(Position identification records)
:::::

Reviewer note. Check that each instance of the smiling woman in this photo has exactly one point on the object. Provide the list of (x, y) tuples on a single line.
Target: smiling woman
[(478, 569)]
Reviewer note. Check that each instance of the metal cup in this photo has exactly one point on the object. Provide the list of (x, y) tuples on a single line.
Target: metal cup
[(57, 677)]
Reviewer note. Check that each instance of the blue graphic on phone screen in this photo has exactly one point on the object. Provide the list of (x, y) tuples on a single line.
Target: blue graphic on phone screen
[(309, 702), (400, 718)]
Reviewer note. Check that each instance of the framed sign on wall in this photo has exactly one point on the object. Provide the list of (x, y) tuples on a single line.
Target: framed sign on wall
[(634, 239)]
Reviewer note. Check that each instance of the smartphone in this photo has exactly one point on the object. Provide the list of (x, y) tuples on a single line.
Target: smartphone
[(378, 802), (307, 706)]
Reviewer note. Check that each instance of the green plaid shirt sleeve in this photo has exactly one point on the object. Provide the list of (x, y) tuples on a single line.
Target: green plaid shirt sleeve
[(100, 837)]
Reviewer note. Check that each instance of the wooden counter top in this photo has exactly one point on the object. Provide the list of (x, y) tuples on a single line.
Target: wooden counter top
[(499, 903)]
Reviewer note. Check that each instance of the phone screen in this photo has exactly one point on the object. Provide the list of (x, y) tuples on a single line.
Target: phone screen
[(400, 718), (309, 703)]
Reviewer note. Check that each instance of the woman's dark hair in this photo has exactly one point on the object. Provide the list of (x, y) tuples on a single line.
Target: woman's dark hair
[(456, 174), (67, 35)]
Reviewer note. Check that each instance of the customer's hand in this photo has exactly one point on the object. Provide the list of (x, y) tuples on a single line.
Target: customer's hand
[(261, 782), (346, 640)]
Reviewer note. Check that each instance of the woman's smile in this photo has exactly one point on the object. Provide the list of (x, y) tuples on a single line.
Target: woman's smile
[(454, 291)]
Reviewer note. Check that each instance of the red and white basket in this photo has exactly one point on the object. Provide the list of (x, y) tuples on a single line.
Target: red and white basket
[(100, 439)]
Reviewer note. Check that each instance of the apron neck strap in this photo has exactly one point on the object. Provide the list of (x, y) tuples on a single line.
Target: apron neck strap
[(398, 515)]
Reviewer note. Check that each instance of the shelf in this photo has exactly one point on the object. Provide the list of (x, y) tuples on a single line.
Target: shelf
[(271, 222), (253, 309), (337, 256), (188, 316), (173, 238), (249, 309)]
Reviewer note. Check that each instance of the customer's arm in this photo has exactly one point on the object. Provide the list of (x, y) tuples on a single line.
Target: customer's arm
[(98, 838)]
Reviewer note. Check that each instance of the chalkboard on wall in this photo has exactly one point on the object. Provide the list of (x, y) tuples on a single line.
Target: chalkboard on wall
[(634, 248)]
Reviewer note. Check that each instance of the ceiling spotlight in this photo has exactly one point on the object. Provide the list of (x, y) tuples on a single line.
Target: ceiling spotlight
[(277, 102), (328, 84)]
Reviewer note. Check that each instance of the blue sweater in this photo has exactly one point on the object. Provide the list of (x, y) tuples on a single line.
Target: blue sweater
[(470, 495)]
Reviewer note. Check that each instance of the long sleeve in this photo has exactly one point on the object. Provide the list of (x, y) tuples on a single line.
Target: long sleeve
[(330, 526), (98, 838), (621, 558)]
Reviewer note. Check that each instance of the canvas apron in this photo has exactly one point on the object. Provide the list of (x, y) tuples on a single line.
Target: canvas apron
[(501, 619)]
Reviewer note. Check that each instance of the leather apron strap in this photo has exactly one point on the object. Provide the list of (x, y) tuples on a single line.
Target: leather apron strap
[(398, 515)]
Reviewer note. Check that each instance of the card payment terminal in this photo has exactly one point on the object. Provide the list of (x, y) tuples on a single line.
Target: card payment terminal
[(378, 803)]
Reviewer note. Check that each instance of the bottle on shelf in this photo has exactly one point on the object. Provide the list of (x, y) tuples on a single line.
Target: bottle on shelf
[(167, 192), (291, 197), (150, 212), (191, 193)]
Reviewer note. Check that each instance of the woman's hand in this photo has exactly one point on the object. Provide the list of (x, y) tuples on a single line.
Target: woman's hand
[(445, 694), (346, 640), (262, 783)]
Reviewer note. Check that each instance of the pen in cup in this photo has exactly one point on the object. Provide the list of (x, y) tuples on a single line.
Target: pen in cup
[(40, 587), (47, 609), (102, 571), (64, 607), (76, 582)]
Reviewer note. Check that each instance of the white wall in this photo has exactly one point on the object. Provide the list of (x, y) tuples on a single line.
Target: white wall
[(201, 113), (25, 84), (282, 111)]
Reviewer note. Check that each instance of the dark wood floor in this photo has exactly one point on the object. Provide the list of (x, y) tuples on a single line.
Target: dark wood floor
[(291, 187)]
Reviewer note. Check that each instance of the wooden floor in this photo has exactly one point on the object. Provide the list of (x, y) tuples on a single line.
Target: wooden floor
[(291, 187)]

:::::

**Exercise task:**
Please rename "Reviewer note" to "Annotator note" throughout all of the data above and write the data out again, with everything else left unchanged.

**Response to the exercise:**
Annotator note. Check that each instance of the smiling woman in this photo has exactly one point on the object. Provide the list of (x, y) tuples on a single line.
Target: smiling woman
[(478, 569)]
Annotator note. Check that each instance of the metal cup in this photo has exactly one point on the object. Provide the list of (x, y) tuples on a single line.
Target: metal cup
[(57, 677)]
Annotator note. Check that each instance of the blue graphic on phone screen in this photo has exactly one point on the object. Provide the list of (x, y) tuples on a single line.
Target: blue graphic on phone screen
[(309, 702), (400, 718)]
Annotator note. Check that each instance of the framed sign on wall in this photo has exactly one point on the object. Provide the list of (x, y) tuples on a single line.
Target: framed sign on wall
[(634, 239)]
Annotator note. Check that each instance of the smartphone in this photo has exactly one point on the object. Provide the list of (x, y) tuples on a single line.
Target: smartphone
[(378, 802), (307, 706)]
Annotator note. Check that each instance of the green plaid shirt sleeve in this photo has exactly one point on the object. Provide the list of (x, y) tuples on a single line.
Target: green plaid shirt sleeve
[(100, 837)]
Annotator note. Check that each instance of the wooden counter top in this photo has exactly one point on the object. Provide the list of (x, y) tuples on a single line.
Target: wooden counter top
[(499, 903)]
Annotator note. Check that each instance of the phone screen in this photo has exactly one point on the object. Provide the list of (x, y) tuples on a single line.
Target: phone screen
[(400, 718), (309, 703)]
Annotator note. Check that each instance of the woman's dark hair in this photo has exactly one point on the object. Provide the list of (x, y) tuples on a single line.
Target: woman's dark hair
[(456, 174), (67, 35)]
Annotator note. Check that each instance of the customer's hand in this photo has exactly one point on the object. Provide the list of (x, y) tuples on a single line.
Target: customer's hand
[(261, 782), (346, 640)]
Annotator note. Check that each instance of the woman's smile in this photo has exactly one point on the object. Provide the list of (x, y) tuples on a single line.
Target: woman's smile
[(454, 291)]
Annotator note. Check that each instance of the red and white basket in this photo has exactly one point on the object. Provide the list of (x, y) tuples on a single line.
Target: red and white basket
[(100, 439)]
Annotator note. Check that each instance of the apron neck strap in this photo has exactly one point on the object. Provide the list of (x, y) tuples on a single line.
Target: apron neck strap
[(398, 515)]
Annotator note. Check that each instance of the shelf in this photo has exactly one point on the object. Provide the list of (x, y) tuples on a single line.
Target: shelf
[(271, 222), (253, 309), (337, 256), (188, 316), (173, 238), (249, 309)]
Annotator note. Check that each instance of the customer's arm in this photo has exactly one point on the object. Provide the list of (x, y) tuples on a single line.
Target: customer's arm
[(98, 838)]
Annotator note. Check that each instance of the chalkboard on wall in this photo has exactly one point on the object. Provide the list of (x, y) tuples on a single line.
Target: chalkboard on wall
[(634, 248)]
Annotator note. Check that each instance of the ceiling spotlight in this photo has exactly one point on the object. Provide the list of (x, y) tuples on a single line.
Target: ceiling spotlight
[(277, 102), (328, 84)]
Annotator note. Check that each instance of the blue sweater in this photo has exactly one point on the object. Provide the list of (x, y) tuples on a single line.
Target: blue sweater
[(470, 495)]
Annotator note. Check that each instance of the long sleeve in this photo has exactly one point on the object. Provide the list of (x, y) tuples on a single line.
Target: long sleeve
[(330, 526), (98, 838), (621, 558)]
Annotator note. Check that each instance of the canvas apron in this photo has exactly one point on the object. Provide the list of (x, y) tuples on a single line.
Target: canvas apron
[(501, 619)]
Annotator note. Check that each instance of the leather apron strap in this photo has exactly one point on the object. Provide the list of (x, y) tuples on a single line.
Target: leather apron strap
[(398, 515)]
Annotator note. Check that each instance of the card payment terminal in this photo has exactly one point on the object. Provide the list of (x, y) tuples on a single line.
Target: card payment terminal
[(378, 803)]
Annotator note. Check that each instance of the bottle on shelf in this photo has exactly one point on the object. Provide the list of (x, y) tuples on a single line.
Target: bottle on shelf
[(167, 192), (291, 197), (150, 212), (191, 193)]
Annotator note. Check that each instance of the woman's hand in this photo has exactly one point on the object. Provide the list of (x, y) tuples on a single line.
Target: woman's hand
[(445, 694), (346, 640), (262, 783)]
Annotator note. Check that each instance of the pen in cup in this photo has exactly one point on the object. Provide the list of (x, y) tuples on a single line.
Target: pen in cup
[(40, 587), (47, 609), (102, 571), (64, 607), (76, 582)]
Annotator note. Check that each instance of the white wall in this photo has exactly one point on the object. Provide the list of (x, y) tuples on a single line.
Target: white wall
[(201, 113), (25, 84), (282, 111)]
Annotator note. Check that each instance of the dark wood floor in this photo has exactly one point on the object. Provide the list of (x, y) tuples on a single line.
Target: dark wood floor
[(291, 187)]
Annotator note. Check that each instance of the wooden floor in this photo has exactly one point on the object. Provide the list of (x, y) tuples on a single line.
Target: wooden floor
[(291, 187)]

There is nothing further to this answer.